Items listed in a dataset:
** BEGIN **

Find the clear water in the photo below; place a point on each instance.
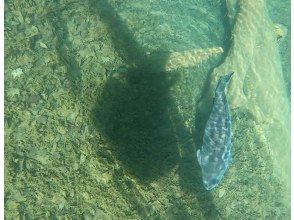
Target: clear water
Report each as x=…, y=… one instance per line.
x=97, y=128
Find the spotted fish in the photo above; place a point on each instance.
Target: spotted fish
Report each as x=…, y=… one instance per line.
x=214, y=156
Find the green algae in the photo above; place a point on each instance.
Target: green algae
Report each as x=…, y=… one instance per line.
x=90, y=134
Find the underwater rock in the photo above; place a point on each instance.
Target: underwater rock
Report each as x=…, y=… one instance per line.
x=191, y=58
x=258, y=85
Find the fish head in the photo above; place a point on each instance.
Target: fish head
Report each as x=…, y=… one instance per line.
x=213, y=169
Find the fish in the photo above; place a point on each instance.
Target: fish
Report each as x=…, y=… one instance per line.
x=215, y=154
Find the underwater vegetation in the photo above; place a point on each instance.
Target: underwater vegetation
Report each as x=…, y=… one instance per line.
x=100, y=103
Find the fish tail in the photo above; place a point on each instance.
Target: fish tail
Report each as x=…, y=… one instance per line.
x=223, y=82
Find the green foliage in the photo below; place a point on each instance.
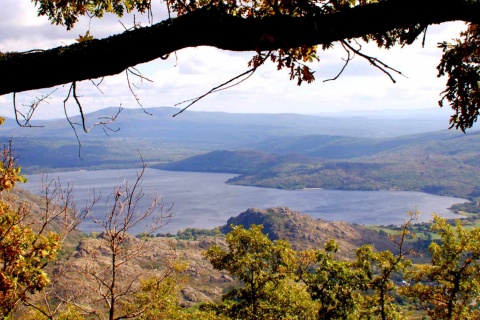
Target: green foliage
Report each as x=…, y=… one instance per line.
x=265, y=269
x=24, y=253
x=449, y=284
x=336, y=285
x=461, y=62
x=67, y=12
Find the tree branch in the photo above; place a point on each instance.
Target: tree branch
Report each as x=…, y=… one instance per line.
x=98, y=58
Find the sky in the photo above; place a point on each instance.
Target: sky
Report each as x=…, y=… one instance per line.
x=192, y=72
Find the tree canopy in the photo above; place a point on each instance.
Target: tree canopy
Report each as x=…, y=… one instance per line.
x=286, y=32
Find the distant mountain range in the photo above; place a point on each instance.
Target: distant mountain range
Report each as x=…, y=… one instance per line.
x=399, y=151
x=437, y=162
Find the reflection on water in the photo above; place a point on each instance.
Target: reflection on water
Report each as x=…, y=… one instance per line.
x=203, y=200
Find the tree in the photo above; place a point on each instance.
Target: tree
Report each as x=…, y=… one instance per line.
x=448, y=286
x=337, y=285
x=285, y=32
x=265, y=269
x=106, y=281
x=30, y=238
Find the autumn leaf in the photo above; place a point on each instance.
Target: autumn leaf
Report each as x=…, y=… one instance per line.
x=86, y=37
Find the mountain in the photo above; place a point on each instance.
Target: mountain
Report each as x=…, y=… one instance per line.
x=444, y=162
x=304, y=232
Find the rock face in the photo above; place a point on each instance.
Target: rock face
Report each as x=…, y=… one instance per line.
x=202, y=283
x=305, y=232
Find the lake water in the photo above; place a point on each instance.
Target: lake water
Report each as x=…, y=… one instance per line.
x=203, y=200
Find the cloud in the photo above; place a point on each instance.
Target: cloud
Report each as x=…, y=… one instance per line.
x=194, y=71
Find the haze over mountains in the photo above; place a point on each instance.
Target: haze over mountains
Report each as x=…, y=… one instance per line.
x=409, y=150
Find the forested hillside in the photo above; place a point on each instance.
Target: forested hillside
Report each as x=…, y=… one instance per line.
x=438, y=163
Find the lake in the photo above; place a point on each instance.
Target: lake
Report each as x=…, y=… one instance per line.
x=203, y=200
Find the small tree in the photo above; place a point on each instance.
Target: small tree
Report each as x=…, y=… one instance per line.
x=335, y=284
x=104, y=284
x=30, y=238
x=266, y=270
x=448, y=286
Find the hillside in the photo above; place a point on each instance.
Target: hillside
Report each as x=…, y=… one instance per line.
x=203, y=283
x=160, y=138
x=443, y=163
x=304, y=232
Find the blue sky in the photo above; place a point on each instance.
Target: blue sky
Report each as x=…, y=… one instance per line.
x=194, y=71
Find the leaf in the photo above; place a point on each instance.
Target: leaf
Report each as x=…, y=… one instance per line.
x=86, y=37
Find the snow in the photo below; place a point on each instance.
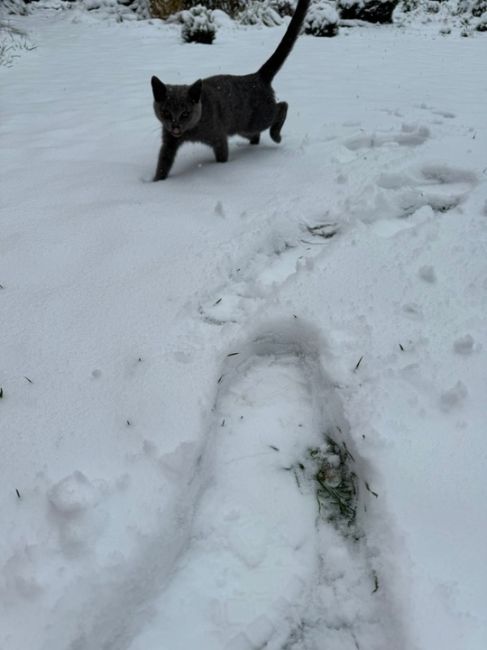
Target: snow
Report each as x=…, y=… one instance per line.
x=170, y=350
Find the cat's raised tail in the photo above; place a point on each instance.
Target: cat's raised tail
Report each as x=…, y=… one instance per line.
x=272, y=66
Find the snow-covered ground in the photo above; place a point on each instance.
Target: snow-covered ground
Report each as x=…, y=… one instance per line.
x=152, y=494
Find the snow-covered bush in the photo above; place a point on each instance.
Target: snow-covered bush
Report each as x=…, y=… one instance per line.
x=198, y=25
x=283, y=7
x=372, y=11
x=118, y=9
x=12, y=42
x=13, y=7
x=482, y=24
x=260, y=13
x=321, y=19
x=474, y=8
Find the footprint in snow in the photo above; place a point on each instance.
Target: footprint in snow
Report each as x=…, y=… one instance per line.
x=248, y=288
x=410, y=135
x=404, y=198
x=277, y=556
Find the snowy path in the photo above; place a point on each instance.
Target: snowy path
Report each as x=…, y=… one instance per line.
x=145, y=494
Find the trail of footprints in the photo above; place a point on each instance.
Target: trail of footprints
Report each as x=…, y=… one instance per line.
x=264, y=568
x=258, y=563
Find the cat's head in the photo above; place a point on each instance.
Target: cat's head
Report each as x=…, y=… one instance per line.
x=178, y=108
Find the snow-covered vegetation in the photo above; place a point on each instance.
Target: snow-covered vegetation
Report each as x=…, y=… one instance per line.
x=321, y=20
x=198, y=25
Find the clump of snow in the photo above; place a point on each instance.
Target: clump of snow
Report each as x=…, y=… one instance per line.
x=321, y=19
x=427, y=273
x=198, y=25
x=73, y=495
x=454, y=396
x=464, y=344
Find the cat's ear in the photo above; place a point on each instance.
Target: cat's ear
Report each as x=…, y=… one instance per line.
x=194, y=92
x=159, y=90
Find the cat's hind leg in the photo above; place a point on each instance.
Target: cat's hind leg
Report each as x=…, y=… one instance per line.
x=220, y=148
x=279, y=119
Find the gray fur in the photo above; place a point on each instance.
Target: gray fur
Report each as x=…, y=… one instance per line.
x=214, y=108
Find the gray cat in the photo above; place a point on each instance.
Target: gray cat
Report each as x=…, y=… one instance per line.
x=211, y=109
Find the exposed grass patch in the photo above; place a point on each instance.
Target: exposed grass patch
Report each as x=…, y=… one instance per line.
x=12, y=42
x=328, y=469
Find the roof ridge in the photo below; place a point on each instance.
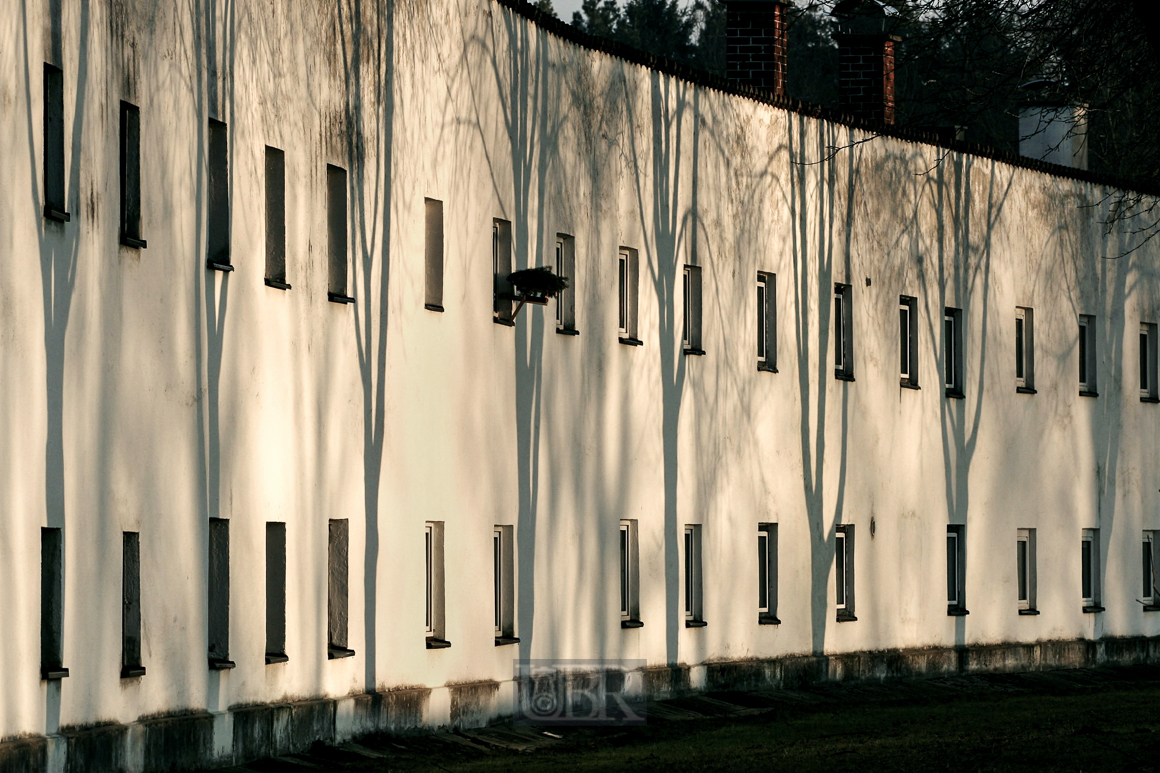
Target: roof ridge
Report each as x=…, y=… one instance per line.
x=568, y=33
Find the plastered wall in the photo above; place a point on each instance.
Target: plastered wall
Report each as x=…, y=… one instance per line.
x=139, y=391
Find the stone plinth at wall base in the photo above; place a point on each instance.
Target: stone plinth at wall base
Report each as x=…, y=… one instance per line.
x=189, y=742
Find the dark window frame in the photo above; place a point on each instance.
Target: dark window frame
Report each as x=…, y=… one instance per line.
x=275, y=218
x=694, y=577
x=1024, y=349
x=628, y=296
x=843, y=331
x=843, y=572
x=338, y=589
x=908, y=341
x=53, y=149
x=1088, y=353
x=434, y=260
x=566, y=300
x=275, y=592
x=956, y=570
x=691, y=279
x=130, y=167
x=131, y=607
x=952, y=360
x=767, y=322
x=502, y=293
x=338, y=251
x=217, y=193
x=767, y=575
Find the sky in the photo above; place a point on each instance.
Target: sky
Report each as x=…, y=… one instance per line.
x=564, y=8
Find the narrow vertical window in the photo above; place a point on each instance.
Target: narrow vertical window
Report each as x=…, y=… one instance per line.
x=338, y=589
x=131, y=607
x=217, y=217
x=767, y=322
x=1151, y=598
x=502, y=293
x=566, y=300
x=1148, y=363
x=52, y=604
x=433, y=543
x=626, y=301
x=843, y=572
x=694, y=589
x=1087, y=353
x=433, y=254
x=630, y=576
x=219, y=594
x=276, y=219
x=1024, y=351
x=767, y=575
x=504, y=576
x=956, y=571
x=1089, y=570
x=338, y=255
x=131, y=177
x=691, y=284
x=843, y=325
x=55, y=144
x=275, y=593
x=952, y=352
x=1024, y=566
x=907, y=341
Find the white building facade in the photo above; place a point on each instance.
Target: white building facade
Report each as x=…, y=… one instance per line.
x=267, y=425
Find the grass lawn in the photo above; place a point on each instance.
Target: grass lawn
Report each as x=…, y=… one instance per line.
x=1085, y=720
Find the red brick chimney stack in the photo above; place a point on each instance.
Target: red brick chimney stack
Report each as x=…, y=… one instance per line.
x=755, y=43
x=865, y=59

** END **

> _WHAT IS NEEDED_:
Arrange everything above from the line containing "Find the green algae" down to the line containing "x=213, y=169", both included, as a numbered list, leaving out any blank lines.

> _CORRECT OUTPUT_:
1. Find the green algae in the photo above; place a point on each instance.
2. Target: green algae
3. Report each as x=…, y=… one instance per line.
4. x=90, y=134
5. Find the underwater rock in the photo above; place a point on each instance.
6. Target: underwater rock
7. Report each as x=…, y=… one instance per line.
8. x=191, y=58
9. x=258, y=85
10. Find the fish head in the photo above; place a point on each instance.
11. Target: fish head
12. Report each as x=…, y=… one instance per line.
13. x=213, y=169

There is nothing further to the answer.